PROVIDED MATERIAL
+--
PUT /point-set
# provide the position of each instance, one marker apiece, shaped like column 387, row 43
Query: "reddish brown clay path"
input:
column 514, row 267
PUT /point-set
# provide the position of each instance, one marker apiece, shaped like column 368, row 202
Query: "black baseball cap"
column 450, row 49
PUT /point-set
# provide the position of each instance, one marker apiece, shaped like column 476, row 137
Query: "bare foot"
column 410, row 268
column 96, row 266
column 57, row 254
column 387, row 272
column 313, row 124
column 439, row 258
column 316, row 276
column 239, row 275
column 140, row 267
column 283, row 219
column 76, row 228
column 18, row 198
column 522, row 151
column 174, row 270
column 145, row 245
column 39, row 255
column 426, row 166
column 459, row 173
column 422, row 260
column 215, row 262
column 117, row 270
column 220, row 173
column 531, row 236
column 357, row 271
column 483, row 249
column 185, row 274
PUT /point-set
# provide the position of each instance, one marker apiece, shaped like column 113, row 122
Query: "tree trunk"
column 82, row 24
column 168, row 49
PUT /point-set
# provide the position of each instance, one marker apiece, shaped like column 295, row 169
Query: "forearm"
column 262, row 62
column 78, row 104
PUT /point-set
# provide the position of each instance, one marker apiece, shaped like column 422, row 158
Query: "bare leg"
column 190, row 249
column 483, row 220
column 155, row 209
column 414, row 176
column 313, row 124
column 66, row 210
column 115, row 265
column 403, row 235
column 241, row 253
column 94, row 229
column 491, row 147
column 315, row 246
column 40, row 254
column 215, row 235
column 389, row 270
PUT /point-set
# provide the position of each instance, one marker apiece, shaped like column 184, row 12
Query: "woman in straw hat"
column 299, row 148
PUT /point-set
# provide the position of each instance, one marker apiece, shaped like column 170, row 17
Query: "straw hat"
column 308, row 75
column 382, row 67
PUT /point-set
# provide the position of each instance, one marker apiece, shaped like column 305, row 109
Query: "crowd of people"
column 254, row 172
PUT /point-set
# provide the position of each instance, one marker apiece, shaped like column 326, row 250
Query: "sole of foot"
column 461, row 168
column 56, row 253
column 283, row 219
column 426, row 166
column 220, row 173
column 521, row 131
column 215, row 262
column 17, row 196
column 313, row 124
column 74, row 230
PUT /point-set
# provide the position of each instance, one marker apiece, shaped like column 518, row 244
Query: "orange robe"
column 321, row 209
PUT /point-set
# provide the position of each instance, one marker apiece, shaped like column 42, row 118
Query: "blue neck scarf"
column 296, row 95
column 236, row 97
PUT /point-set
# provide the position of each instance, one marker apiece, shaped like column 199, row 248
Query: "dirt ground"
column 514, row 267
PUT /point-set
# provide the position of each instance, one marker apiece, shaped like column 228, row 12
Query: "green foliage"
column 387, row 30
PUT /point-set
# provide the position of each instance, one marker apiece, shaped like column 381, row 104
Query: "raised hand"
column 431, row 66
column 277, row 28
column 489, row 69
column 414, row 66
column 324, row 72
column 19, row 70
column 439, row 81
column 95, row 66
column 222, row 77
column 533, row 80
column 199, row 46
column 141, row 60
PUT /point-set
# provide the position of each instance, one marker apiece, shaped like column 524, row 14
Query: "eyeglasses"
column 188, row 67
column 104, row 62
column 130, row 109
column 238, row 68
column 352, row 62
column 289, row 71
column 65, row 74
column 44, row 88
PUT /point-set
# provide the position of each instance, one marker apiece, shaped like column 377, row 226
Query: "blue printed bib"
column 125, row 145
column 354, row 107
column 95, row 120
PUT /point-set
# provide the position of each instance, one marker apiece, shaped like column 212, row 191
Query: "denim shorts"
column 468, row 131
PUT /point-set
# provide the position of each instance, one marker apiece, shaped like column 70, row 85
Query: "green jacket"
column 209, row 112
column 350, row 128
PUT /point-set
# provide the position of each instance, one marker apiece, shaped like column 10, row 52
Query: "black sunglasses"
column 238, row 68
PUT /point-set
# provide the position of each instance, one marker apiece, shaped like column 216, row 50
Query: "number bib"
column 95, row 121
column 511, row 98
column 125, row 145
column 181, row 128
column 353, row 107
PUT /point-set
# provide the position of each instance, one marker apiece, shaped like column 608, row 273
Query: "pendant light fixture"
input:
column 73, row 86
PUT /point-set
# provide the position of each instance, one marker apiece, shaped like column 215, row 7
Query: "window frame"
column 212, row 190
+--
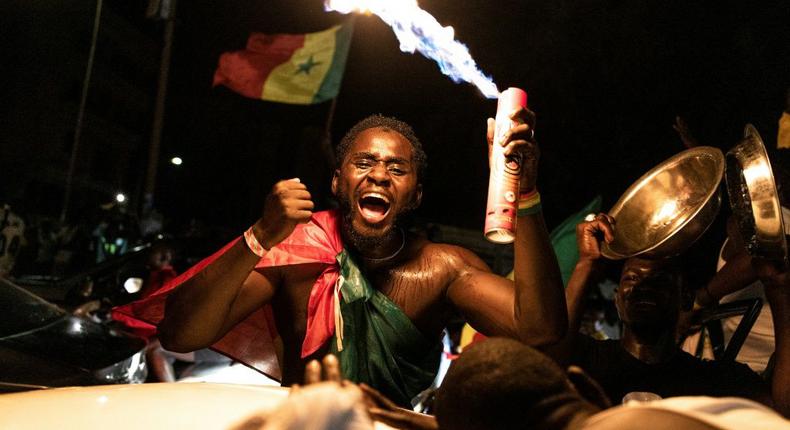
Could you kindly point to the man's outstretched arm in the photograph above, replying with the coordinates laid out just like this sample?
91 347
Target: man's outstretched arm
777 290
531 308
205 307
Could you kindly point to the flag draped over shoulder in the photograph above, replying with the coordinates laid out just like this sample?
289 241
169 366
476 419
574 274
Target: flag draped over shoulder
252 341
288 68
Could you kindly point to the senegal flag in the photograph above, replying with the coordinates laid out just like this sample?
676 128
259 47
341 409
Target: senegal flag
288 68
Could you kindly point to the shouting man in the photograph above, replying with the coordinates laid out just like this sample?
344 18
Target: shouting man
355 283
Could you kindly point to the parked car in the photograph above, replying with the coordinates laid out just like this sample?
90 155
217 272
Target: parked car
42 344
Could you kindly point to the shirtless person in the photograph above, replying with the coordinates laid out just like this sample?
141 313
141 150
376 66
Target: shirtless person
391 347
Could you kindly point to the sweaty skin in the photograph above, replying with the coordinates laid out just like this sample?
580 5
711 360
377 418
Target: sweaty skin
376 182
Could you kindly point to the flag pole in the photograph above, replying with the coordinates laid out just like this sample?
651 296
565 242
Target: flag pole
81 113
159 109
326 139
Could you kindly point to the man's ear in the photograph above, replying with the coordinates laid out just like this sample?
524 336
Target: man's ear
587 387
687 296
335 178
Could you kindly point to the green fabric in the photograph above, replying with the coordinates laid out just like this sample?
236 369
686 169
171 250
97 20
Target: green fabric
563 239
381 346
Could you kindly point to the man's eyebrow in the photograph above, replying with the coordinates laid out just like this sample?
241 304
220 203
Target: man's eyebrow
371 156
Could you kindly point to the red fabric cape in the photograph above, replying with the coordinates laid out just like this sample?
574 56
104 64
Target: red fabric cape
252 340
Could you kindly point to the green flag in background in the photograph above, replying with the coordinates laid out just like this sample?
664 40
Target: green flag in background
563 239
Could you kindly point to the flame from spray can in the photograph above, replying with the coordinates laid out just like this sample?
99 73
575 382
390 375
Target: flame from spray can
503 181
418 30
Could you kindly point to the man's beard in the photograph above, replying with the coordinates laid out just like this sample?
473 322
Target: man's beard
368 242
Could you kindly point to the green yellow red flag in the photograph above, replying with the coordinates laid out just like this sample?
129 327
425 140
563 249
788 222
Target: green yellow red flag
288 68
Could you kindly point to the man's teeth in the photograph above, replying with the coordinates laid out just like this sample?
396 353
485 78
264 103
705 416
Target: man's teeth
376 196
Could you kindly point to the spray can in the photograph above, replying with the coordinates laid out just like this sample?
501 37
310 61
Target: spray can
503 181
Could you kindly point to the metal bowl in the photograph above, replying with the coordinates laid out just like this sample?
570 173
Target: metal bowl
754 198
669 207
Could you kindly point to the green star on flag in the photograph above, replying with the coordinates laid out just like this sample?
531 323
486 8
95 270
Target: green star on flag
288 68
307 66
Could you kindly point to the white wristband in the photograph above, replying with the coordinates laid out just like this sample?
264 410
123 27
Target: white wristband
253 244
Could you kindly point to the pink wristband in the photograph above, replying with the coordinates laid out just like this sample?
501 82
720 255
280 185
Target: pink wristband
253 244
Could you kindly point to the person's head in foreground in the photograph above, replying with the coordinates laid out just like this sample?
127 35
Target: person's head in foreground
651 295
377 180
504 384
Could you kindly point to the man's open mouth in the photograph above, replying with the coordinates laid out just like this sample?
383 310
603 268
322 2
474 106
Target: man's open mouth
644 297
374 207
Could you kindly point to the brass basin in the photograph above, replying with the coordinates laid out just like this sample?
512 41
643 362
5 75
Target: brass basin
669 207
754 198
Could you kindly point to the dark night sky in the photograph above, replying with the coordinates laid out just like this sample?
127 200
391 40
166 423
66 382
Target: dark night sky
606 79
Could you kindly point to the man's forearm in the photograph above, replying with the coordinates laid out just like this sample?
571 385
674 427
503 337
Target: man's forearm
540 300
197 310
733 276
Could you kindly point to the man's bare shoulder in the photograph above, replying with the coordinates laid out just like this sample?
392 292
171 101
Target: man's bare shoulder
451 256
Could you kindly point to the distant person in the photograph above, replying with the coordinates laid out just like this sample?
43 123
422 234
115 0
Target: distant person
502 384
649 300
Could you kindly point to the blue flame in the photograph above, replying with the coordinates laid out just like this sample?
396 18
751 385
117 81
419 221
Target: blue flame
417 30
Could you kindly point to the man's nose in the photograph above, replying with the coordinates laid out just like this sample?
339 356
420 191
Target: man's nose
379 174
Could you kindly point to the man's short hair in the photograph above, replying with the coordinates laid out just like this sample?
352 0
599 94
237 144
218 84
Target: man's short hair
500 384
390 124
+--
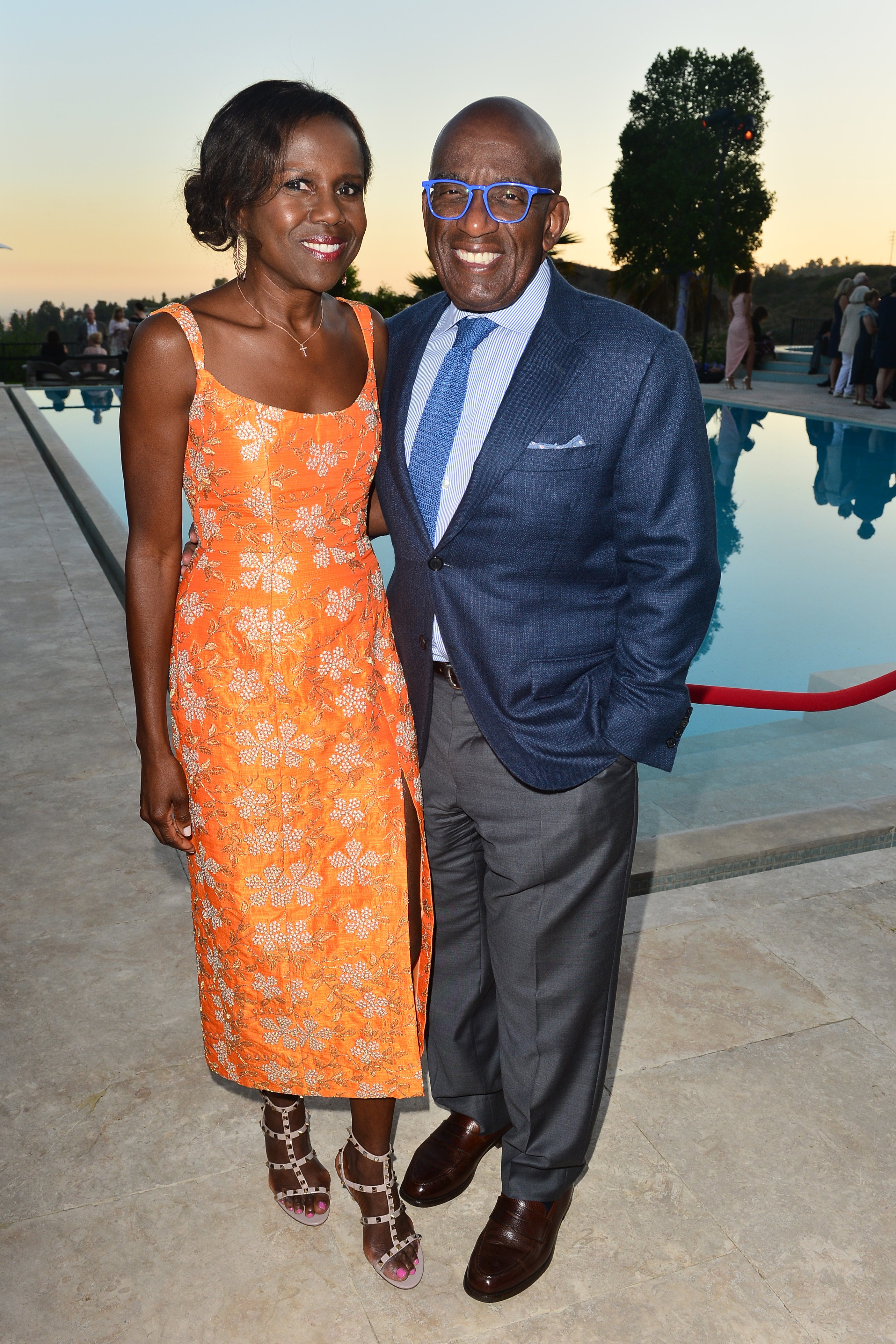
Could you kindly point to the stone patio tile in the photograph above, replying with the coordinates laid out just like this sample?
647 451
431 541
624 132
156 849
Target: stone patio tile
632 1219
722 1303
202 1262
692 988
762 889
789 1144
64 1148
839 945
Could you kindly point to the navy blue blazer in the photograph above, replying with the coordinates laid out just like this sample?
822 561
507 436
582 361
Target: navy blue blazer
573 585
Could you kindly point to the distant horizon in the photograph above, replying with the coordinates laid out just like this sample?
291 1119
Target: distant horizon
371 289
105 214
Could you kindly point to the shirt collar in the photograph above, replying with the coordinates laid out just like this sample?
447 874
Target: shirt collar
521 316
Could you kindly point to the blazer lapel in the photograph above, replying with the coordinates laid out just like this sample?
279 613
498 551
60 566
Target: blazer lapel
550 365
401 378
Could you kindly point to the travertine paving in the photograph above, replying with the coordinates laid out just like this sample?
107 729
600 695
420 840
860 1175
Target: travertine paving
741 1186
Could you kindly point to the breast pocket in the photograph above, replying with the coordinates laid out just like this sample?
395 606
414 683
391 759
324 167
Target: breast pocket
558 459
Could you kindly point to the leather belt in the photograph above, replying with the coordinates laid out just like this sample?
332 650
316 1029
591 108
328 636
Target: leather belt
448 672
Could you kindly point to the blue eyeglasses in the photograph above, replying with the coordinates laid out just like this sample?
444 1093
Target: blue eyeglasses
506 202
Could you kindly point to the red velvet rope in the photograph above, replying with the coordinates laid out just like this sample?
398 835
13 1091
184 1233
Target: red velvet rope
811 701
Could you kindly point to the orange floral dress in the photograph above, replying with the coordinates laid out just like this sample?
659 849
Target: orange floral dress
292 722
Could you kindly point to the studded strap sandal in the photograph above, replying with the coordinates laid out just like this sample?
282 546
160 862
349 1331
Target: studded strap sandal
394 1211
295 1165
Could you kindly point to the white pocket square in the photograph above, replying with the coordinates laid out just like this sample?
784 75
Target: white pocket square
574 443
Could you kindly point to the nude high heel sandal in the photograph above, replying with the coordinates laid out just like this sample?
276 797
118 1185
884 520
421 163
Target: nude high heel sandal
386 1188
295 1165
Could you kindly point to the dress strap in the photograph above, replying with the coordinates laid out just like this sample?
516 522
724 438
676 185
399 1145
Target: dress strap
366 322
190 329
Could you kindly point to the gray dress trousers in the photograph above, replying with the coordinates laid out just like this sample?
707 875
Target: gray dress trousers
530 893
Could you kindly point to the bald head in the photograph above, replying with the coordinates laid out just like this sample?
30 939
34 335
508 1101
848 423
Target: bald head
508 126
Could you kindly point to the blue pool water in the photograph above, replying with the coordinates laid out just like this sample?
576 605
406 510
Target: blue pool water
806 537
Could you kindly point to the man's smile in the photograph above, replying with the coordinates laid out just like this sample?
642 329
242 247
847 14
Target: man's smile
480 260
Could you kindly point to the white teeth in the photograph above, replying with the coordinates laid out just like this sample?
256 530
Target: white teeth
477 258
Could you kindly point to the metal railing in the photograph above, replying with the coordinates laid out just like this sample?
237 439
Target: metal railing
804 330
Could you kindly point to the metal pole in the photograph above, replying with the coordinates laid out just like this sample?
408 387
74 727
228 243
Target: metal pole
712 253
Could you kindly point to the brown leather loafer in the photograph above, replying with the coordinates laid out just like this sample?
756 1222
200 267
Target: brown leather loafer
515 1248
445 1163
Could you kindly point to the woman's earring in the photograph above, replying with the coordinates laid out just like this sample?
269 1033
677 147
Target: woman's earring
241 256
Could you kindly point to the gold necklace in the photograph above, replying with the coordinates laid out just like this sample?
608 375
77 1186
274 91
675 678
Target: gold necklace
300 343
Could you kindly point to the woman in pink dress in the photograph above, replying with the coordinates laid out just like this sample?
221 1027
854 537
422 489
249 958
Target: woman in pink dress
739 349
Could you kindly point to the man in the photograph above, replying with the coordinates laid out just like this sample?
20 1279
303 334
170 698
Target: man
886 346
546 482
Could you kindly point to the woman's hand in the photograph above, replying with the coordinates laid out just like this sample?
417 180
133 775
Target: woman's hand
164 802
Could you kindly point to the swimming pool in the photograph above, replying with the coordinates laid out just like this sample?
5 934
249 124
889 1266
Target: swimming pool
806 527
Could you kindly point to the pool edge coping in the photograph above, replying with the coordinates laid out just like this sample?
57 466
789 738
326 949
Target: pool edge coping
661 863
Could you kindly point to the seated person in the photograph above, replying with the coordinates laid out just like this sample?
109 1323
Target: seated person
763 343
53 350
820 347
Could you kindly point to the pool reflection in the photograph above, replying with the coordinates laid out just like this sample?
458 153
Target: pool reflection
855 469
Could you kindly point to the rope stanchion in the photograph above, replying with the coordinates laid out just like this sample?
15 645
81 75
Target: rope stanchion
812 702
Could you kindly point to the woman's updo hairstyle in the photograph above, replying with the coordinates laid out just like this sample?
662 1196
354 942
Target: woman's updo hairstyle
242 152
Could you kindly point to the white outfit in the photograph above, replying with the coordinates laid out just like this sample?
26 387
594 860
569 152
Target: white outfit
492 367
+--
INSTRUCTIONS TO FOLLOW
Taking the records above, retype every line from the one with "Could you kindly point to the man's smile" down to the one with "Could you kindly point to the brown", exactly and with nothing else.

FINISHED TASK
Could you kindly point to the man's smile in the photograph above, replying with the coordinates laid out just like this sample?
642 329
242 247
847 14
Target: man's smile
480 260
Could you kindly point to the white teeth in the photograph above, replying with the coordinates laid out just like this sample?
256 530
Target: white teeth
477 258
Could you kindly point to the metal railing in the photograph above, replying with the coordinates laid out just like this sample?
237 439
Target: metal railing
804 330
Could you kindly point to the metal pole in the photograph above, replying with the coordinates laid out just like this sample?
408 387
74 727
228 243
Target: metal pole
712 253
Could you kindly point to the brown leather loafer in the photograph above, replying with the coordinates laid out just like this sample?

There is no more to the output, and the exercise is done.